Text segment:
════

An Existential Toolkit for climate anxiety

by Elizabeth Slocum
When Sarah Jaquette Ray ’98 sensed the pervasive hopelessness in her students, she knew it was time for a change of course.

Her environmental studies classes had once been full of upbeat nature lovers hoping to make careers of protecting the Earth. But something had shifted, Ray says, leading to long lines for her office hours and lots of tears.

“The students were despairing about how the Anthropocene has hit, and we are in this moment where humans have irreversibly affected nature,” says Ray, a professor at Humboldt State University in California with a background in the humanities and social justice. “This is no longer about protecting something. This is about human survival in a radically altered future.”

Ray’s syllabus had never shied away from these facts; for years, her courses offered a critical perspective of nature as situated in human activity, leading some students to reckon with their own complicity in environmental justice.

════

Questions:
a - According to the article on climate anxiety, at which university is Sarah Jaquette Ray a professor?
b - Write out everything in the article on climate anxiety from "Ray’s syllabus had" down to "in environmental justice.".
The lines after this point come from a different source than the article on climate anxiety.

Entries provided:
════

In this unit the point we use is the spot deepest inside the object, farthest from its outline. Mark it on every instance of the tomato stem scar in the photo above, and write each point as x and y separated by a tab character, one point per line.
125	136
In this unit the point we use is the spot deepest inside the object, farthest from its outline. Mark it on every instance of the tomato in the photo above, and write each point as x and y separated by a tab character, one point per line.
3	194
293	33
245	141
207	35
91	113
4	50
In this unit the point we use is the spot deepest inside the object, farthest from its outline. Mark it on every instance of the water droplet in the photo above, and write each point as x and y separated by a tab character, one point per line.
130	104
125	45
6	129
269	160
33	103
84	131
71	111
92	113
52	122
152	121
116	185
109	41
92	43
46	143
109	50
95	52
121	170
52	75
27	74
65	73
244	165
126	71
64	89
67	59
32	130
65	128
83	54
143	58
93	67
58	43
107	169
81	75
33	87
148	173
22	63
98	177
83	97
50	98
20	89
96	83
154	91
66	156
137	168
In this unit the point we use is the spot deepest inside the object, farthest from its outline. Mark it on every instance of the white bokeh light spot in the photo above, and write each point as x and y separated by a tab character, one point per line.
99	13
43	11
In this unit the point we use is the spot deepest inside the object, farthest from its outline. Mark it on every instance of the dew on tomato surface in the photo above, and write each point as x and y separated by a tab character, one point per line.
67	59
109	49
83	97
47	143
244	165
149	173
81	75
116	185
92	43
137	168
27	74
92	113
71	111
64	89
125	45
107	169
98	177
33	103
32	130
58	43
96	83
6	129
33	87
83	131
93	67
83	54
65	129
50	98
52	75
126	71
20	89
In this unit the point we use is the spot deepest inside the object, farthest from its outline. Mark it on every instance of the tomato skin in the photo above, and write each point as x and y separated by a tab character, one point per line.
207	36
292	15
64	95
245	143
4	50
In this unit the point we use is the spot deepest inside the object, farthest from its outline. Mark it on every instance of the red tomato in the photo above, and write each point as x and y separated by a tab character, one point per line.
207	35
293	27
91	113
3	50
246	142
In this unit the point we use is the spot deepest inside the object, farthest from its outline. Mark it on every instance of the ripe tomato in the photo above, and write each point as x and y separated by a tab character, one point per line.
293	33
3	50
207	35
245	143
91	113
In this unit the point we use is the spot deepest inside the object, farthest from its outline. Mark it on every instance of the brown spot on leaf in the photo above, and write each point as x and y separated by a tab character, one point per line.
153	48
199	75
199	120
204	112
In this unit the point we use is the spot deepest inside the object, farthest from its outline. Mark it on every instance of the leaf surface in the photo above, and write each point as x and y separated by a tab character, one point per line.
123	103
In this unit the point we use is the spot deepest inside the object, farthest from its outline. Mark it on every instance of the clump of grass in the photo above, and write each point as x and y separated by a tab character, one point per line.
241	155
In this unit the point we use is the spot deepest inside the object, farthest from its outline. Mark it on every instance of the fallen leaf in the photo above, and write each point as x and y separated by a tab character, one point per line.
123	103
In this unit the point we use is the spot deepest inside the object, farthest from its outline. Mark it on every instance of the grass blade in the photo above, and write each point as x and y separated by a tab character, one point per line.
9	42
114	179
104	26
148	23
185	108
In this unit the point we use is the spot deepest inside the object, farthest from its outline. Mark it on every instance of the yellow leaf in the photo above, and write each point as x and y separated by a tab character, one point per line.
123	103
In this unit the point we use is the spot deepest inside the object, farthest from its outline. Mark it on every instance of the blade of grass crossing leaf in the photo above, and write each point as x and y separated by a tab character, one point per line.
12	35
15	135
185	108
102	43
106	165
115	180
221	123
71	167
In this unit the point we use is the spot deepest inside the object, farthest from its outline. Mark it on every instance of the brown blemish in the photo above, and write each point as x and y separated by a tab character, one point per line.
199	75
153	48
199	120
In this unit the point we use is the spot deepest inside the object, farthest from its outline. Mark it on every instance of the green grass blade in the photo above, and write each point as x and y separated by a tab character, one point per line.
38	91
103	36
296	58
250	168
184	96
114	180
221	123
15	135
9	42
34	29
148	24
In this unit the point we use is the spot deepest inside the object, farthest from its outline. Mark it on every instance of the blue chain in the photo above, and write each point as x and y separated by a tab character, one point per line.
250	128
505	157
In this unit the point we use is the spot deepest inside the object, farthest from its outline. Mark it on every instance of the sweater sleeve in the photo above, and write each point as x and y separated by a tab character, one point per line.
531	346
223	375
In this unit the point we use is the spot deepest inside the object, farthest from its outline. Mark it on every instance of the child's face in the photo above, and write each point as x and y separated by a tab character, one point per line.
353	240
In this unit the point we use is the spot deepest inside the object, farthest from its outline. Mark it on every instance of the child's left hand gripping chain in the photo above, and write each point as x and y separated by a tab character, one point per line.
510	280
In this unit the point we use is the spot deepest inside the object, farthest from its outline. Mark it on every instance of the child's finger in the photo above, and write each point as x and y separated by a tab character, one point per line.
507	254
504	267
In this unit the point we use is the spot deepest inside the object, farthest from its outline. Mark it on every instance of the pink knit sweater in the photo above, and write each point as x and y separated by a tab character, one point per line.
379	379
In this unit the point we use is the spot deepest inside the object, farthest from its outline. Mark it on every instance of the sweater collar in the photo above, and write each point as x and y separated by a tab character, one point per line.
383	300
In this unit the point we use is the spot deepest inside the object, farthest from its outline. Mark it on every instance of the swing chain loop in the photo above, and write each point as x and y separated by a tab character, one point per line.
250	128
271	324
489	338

════

Responses for each task:
a - Humboldt State University in California

b -
Ray’s syllabus had never shied away from these facts; for years, her courses offered a critical perspective of nature as situated in human activity, leading some students to reckon with their own complicity in environmental justice.